Starting at the line with "Target: brick building" and going on through the line with "like [[207, 88]].", reproduce each line in the records below exactly and nothing more.

┄┄┄┄┄┄

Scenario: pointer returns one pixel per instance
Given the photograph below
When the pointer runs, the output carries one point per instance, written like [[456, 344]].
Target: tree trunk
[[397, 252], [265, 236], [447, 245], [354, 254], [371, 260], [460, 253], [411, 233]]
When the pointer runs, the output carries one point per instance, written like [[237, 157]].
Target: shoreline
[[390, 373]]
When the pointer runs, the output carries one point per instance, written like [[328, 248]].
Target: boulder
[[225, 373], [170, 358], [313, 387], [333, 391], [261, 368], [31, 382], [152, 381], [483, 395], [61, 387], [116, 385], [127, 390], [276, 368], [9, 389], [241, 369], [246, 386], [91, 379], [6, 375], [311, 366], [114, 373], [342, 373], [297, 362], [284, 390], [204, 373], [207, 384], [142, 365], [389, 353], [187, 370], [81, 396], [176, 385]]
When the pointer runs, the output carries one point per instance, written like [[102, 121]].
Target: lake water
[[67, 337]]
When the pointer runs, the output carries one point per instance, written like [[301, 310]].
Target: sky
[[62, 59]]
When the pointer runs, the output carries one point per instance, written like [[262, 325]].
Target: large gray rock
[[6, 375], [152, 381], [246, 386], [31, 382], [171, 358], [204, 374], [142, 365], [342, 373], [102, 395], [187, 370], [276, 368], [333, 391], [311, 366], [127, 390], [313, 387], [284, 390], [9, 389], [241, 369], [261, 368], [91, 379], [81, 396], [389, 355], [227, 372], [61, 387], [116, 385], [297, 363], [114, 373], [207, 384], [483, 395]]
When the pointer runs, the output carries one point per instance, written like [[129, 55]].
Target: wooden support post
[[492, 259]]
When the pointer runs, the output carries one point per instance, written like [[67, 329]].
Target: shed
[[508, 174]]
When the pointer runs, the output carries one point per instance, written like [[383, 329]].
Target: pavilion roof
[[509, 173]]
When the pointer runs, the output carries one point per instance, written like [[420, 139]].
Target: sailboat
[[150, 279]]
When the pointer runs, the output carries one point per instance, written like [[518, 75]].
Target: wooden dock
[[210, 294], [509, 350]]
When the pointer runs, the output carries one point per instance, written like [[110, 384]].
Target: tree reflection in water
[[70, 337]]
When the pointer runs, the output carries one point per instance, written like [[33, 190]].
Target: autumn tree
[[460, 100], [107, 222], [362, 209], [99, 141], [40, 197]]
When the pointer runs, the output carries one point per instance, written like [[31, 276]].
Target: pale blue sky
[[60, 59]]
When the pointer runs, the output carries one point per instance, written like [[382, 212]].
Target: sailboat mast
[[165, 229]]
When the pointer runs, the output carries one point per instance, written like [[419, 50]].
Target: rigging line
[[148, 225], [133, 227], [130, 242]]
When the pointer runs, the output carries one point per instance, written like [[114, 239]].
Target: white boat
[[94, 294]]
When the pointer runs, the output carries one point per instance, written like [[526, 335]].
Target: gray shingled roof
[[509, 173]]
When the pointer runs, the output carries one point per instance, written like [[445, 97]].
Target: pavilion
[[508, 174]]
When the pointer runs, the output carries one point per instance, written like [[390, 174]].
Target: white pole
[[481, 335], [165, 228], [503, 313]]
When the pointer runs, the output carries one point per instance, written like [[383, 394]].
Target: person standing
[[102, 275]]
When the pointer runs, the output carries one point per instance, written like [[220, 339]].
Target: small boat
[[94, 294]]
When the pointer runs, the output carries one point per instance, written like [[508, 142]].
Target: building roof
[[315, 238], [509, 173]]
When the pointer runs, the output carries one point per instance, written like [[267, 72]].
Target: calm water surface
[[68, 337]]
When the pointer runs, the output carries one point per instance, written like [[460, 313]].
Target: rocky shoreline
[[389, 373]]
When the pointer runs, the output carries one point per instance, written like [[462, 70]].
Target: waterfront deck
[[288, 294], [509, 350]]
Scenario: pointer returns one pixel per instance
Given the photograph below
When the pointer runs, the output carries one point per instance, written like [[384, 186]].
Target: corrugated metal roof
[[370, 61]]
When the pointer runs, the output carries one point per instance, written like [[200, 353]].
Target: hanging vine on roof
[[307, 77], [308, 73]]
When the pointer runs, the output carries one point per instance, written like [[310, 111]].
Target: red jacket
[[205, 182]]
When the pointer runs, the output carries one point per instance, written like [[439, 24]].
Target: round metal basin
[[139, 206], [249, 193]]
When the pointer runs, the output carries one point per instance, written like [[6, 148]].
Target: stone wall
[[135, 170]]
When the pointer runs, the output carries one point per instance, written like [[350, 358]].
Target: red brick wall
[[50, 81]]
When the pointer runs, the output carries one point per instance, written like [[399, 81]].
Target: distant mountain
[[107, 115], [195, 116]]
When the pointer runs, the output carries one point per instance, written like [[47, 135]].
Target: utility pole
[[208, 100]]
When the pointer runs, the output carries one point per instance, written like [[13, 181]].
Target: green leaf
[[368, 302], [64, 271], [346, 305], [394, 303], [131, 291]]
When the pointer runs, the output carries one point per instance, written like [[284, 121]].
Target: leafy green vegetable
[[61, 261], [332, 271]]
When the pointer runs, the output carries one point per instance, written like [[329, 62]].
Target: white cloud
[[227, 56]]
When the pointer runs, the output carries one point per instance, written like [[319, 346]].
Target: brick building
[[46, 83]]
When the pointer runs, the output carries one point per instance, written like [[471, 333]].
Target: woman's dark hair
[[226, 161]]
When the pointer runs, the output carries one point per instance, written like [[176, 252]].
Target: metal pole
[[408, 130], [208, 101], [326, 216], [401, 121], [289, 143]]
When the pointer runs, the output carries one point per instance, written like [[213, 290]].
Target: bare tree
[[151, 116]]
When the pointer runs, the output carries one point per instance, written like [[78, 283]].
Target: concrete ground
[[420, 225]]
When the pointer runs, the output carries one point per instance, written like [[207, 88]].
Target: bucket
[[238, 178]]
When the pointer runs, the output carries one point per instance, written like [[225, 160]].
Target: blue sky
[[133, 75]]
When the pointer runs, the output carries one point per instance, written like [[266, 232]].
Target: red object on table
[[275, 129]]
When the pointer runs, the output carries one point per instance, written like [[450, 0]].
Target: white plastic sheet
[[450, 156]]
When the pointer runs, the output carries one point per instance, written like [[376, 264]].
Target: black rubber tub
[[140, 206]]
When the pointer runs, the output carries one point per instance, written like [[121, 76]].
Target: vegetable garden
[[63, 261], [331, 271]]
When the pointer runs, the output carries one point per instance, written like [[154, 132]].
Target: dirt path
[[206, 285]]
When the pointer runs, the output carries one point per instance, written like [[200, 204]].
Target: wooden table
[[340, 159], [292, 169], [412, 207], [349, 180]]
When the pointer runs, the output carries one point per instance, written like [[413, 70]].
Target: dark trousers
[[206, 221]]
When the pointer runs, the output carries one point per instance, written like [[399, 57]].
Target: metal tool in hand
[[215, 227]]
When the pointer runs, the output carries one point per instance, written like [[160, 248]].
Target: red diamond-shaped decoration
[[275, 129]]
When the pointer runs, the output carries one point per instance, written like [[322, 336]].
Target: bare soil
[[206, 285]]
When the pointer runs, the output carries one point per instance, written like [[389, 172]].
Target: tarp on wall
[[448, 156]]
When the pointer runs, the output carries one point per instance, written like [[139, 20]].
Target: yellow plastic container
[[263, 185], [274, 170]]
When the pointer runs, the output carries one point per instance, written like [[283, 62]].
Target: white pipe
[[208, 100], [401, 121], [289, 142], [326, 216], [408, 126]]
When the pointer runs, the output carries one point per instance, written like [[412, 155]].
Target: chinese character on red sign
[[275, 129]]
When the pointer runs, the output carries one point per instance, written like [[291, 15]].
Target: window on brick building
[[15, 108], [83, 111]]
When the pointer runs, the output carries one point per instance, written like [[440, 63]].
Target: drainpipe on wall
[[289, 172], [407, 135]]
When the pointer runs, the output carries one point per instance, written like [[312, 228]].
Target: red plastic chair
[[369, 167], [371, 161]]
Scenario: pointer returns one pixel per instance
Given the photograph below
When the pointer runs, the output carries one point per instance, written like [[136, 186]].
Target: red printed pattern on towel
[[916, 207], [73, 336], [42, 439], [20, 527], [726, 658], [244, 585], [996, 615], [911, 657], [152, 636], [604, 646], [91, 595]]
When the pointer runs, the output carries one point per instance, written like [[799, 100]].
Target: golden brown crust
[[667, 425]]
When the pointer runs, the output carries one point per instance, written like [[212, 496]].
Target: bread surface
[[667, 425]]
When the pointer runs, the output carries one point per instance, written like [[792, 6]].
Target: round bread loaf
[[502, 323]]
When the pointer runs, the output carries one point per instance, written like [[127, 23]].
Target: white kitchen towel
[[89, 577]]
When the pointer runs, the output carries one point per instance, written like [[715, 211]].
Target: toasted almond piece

┄┄┄┄┄┄

Answer to the exercise =>
Target: brick building
[[46, 83]]
When the pointer runs, the output carries one point per instance, written like [[471, 333]].
Target: woman's dark hair
[[226, 161]]
When the pointer runs, the output carries one point per instance, written like [[176, 252]].
Target: metal pole
[[408, 130], [208, 101], [326, 216], [401, 121], [289, 143]]
When the pointer runs, the output carries one point per instance, written like [[213, 290]].
Target: bare tree
[[151, 116]]
When the pointer runs, the output carries one point per instance, written like [[78, 283]].
Target: concrete ground
[[420, 225]]
When the pointer runs, the output carries one point per instance, written like [[207, 88]].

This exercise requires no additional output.